RECORDED DATA >>
^^^^^^^^

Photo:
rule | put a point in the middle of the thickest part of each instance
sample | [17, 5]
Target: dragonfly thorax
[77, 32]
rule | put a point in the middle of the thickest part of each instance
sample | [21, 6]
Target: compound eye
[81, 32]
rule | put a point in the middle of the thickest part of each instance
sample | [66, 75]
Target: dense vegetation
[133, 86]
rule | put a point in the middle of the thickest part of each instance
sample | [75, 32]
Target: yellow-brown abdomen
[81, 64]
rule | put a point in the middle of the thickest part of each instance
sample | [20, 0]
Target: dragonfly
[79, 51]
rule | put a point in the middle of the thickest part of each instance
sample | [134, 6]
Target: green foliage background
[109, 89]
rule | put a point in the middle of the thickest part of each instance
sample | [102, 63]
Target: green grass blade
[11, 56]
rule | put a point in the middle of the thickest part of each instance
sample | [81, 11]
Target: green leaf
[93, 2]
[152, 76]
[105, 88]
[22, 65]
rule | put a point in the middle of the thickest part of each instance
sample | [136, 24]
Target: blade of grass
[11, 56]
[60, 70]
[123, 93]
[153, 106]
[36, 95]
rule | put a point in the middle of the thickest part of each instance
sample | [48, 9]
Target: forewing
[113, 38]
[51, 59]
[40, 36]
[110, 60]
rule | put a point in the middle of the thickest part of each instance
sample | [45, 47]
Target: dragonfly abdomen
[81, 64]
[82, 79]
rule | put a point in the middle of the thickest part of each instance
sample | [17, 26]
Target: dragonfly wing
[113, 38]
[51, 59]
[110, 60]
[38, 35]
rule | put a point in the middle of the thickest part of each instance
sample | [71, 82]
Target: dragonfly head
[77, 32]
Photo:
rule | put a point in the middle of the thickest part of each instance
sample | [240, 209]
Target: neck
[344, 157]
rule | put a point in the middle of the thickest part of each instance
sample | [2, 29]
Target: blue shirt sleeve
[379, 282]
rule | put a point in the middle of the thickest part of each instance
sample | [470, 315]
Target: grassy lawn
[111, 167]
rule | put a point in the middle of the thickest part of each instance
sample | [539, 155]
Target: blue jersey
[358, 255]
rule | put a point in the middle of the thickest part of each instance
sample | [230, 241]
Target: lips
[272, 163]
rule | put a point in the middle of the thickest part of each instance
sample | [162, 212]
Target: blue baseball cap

^^^^^^^^

EXERCISE >>
Reproduce each entry exactly, leaving out nothing.

SOLVED EXERCISE >>
Photo:
rule | put a point in the middle of the thickest part of each instance
sample | [17, 5]
Target: dragonfly thorax
[77, 32]
rule | put a point in the middle of the thickest part of each instance
sample | [21, 6]
Target: compound eye
[81, 32]
rule | put a point in the middle of the thickest part of each instance
sample | [66, 75]
Target: dense vegetation
[133, 86]
rule | put a point in the middle of the thickest part of each instance
sample | [75, 32]
Target: yellow-brown abdomen
[81, 64]
rule | put a point in the middle of the thickest part of each instance
sample | [20, 0]
Target: dragonfly
[79, 51]
rule | put a point in the middle of the thickest part of each instance
sample | [134, 6]
Target: green foliage background
[109, 89]
rule | put a point in the middle of the thickest part of each instance
sample | [102, 63]
Target: green grass blade
[11, 56]
rule | put a point in the middle of the thickest part of each instance
sample | [81, 11]
Target: green leaf
[93, 2]
[152, 76]
[105, 88]
[22, 65]
rule | put a point in the middle of the thickest part of each instance
sample | [136, 24]
Target: blade of grass
[11, 56]
[60, 70]
[123, 93]
[153, 106]
[36, 95]
rule | put a point in the middle of the thickest part of each instance
sample | [48, 9]
Target: forewing
[113, 38]
[51, 59]
[40, 36]
[110, 60]
rule | put a point in the middle of the thickest part of each instance
sample | [45, 47]
Target: dragonfly abdomen
[81, 64]
[82, 79]
rule | put a point in the middle of the thickest part of each instance
sample | [17, 26]
Target: dragonfly wing
[113, 38]
[51, 59]
[110, 60]
[38, 35]
rule | put a point in the middle of the thickest part of each instance
sample | [71, 82]
Target: dragonfly head
[77, 32]
Photo:
rule | put a point in the middle of the thickest part of each instance
sample | [240, 209]
Target: neck
[344, 157]
rule | put a point in the middle of the thickest part of each instance
sample | [2, 29]
Target: blue shirt sleeve
[379, 282]
rule | put a point in the middle of the thickest part of each instance
sample | [470, 315]
Target: grassy lawn
[111, 167]
rule | put a point in the middle of the thickest part of each instance
sample | [539, 155]
Target: blue jersey
[358, 255]
rule | put a point in the middle of the thickest part of each instance
sample | [230, 241]
Target: lips
[272, 163]
rule | put a point in the middle of the thickest part of each instance
sample | [162, 212]
Target: blue baseball cap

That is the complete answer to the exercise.